Task instructions = Render every line of the records below as a Markdown table with the columns Row and Line, numbering each row and skipping blank lines.
= = = =
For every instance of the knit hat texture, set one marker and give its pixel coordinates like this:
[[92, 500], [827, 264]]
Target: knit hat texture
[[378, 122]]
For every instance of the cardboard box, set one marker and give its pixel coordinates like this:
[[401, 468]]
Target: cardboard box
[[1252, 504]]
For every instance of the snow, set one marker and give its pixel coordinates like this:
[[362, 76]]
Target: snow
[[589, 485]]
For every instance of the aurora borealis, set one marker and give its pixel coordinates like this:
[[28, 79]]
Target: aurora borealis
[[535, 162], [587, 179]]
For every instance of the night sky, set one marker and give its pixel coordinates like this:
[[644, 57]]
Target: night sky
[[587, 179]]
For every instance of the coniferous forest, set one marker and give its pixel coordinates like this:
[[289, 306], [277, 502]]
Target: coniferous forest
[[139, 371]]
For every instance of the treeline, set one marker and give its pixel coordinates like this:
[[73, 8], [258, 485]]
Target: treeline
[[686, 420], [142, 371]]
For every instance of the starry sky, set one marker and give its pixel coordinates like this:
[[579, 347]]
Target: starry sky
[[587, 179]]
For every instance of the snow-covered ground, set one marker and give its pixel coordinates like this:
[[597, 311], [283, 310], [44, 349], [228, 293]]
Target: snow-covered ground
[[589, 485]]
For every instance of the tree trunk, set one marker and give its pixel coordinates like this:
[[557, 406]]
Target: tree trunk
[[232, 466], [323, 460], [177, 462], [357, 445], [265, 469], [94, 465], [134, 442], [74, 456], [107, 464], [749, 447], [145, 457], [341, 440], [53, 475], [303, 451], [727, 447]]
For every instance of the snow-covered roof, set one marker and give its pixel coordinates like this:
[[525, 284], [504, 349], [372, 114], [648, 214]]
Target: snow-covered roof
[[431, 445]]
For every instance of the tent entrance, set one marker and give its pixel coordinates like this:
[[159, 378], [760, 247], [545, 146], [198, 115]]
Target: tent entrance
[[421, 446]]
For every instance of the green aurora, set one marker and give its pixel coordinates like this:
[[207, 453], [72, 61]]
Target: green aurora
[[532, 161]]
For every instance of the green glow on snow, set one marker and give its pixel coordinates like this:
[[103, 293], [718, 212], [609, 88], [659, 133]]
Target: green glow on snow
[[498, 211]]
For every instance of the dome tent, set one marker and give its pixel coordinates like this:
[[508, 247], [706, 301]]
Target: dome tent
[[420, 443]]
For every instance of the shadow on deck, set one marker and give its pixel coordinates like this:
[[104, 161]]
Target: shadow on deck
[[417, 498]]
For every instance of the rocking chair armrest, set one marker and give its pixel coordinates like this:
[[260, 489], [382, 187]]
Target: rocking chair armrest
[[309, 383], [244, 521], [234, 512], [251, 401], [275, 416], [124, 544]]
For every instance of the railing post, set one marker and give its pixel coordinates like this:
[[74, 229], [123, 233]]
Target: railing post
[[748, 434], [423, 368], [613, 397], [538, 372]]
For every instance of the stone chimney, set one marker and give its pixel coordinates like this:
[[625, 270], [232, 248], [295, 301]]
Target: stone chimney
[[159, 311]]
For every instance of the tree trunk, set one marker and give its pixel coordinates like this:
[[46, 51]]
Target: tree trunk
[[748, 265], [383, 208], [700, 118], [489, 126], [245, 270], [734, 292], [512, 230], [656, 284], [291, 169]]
= = = =
Task answer =
| Row | Line |
|---|---|
| 1 | For every instance of the knit hat texture, set one marker and give its pixel coordinates like this: |
| 2 | [[92, 500], [827, 264]] |
| 3 | Target: knit hat texture |
| 4 | [[378, 122]] |
| 5 | For every instance of the cardboard box, set one marker and give its pixel coordinates like this: |
| 6 | [[401, 468]] |
| 7 | Target: cardboard box |
| 8 | [[1252, 504]] |
| 9 | For every instance of the snow, set one marker and give its pixel coordinates like this: |
| 10 | [[362, 76]] |
| 11 | Target: snow |
| 12 | [[589, 485]] |
| 13 | For every instance of the aurora borealis, set one marker and give its pixel coordinates like this: |
| 14 | [[28, 79]] |
| 15 | Target: aurora borealis |
| 16 | [[535, 162], [587, 179]] |
| 17 | For every instance of the night sky, set one marker and give its pixel coordinates like this: |
| 18 | [[644, 57]] |
| 19 | Target: night sky |
| 20 | [[587, 179]] |
| 21 | For every instance of the coniferous forest, set one marker and give its pixel coordinates like this: |
| 22 | [[289, 306], [277, 502]] |
| 23 | Target: coniferous forest |
| 24 | [[139, 371]] |
| 25 | For every instance of the treeline, set one marker and give its pixel coordinates like this: |
| 26 | [[73, 8], [258, 485]] |
| 27 | Target: treeline |
| 28 | [[686, 420], [142, 371]] |
| 29 | For every instance of the starry sky, set one marker and give its pixel coordinates like this: |
| 30 | [[579, 347]] |
| 31 | Target: starry sky |
| 32 | [[587, 179]] |
| 33 | For every instance of the snow-covered ground, set one marker and give its pixel coordinates like this: |
| 34 | [[597, 311], [283, 310], [44, 349], [228, 293]] |
| 35 | Target: snow-covered ground |
| 36 | [[589, 485]] |
| 37 | For every instance of the tree trunk, set one marker and give its pixel coordinates like this: |
| 38 | [[557, 406]] |
| 39 | Target: tree trunk |
| 40 | [[232, 466], [323, 460], [177, 462], [357, 445], [265, 469], [94, 465], [134, 442], [74, 456], [107, 464], [749, 447], [145, 457], [341, 440], [53, 475], [303, 451], [727, 447]] |
| 41 | For every instance of the snow-covered roof, set one marker and give its pixel coordinates like this: |
| 42 | [[525, 284], [504, 349], [372, 114], [648, 214]] |
| 43 | Target: snow-covered roof |
| 44 | [[431, 445]] |
| 45 | For every instance of the tent entrance, set one marker and give its pixel coordinates like this: |
| 46 | [[159, 378], [760, 247], [545, 146], [198, 115]] |
| 47 | Target: tent entrance |
| 48 | [[421, 446]] |
| 49 | For every instance of the green aurora, set one marker and give its pixel coordinates like this: |
| 50 | [[207, 453], [72, 61]] |
| 51 | Target: green aurora |
| 52 | [[532, 161]] |
| 53 | For every instance of the green glow on snow, set one marker and give its pixel coordinates like this: |
| 54 | [[103, 293], [718, 212], [609, 88], [659, 133]] |
| 55 | Target: green glow on snow |
| 56 | [[498, 211]] |
| 57 | For every instance of the dome tent, set one marker and give its pixel coordinates like this: |
| 58 | [[508, 247], [706, 301]] |
| 59 | Target: dome tent |
| 60 | [[420, 443]] |
| 61 | For every instance of the shadow on deck, set one marker and give its pixel coordinates like this: |
| 62 | [[104, 161]] |
| 63 | Target: shadow on deck |
| 64 | [[417, 498]] |
| 65 | For every instance of the rocking chair armrest, set one marker and give its pixel coordinates like this: |
| 66 | [[260, 489], [382, 187]] |
| 67 | Target: rocking chair armrest |
| 68 | [[309, 383], [244, 521], [234, 512], [251, 401], [275, 416], [124, 544]] |
| 69 | For every instance of the railing post, set one marker and give its pixel coordinates like this: |
| 70 | [[74, 229], [123, 233]] |
| 71 | Target: railing post |
| 72 | [[748, 434], [423, 368], [613, 397], [538, 372]] |
| 73 | For every instance of the stone chimney, set one marker and give its pixel coordinates like this: |
| 74 | [[625, 270], [232, 248], [295, 301]] |
| 75 | Target: stone chimney |
| 76 | [[159, 311]] |
| 77 | For every instance of the tree trunk, set one marker and give its pixel coordinates like this: |
| 78 | [[46, 51]] |
| 79 | Target: tree trunk |
| 80 | [[748, 265], [383, 208], [700, 118], [489, 126], [245, 270], [734, 292], [512, 230], [656, 284], [291, 169]] |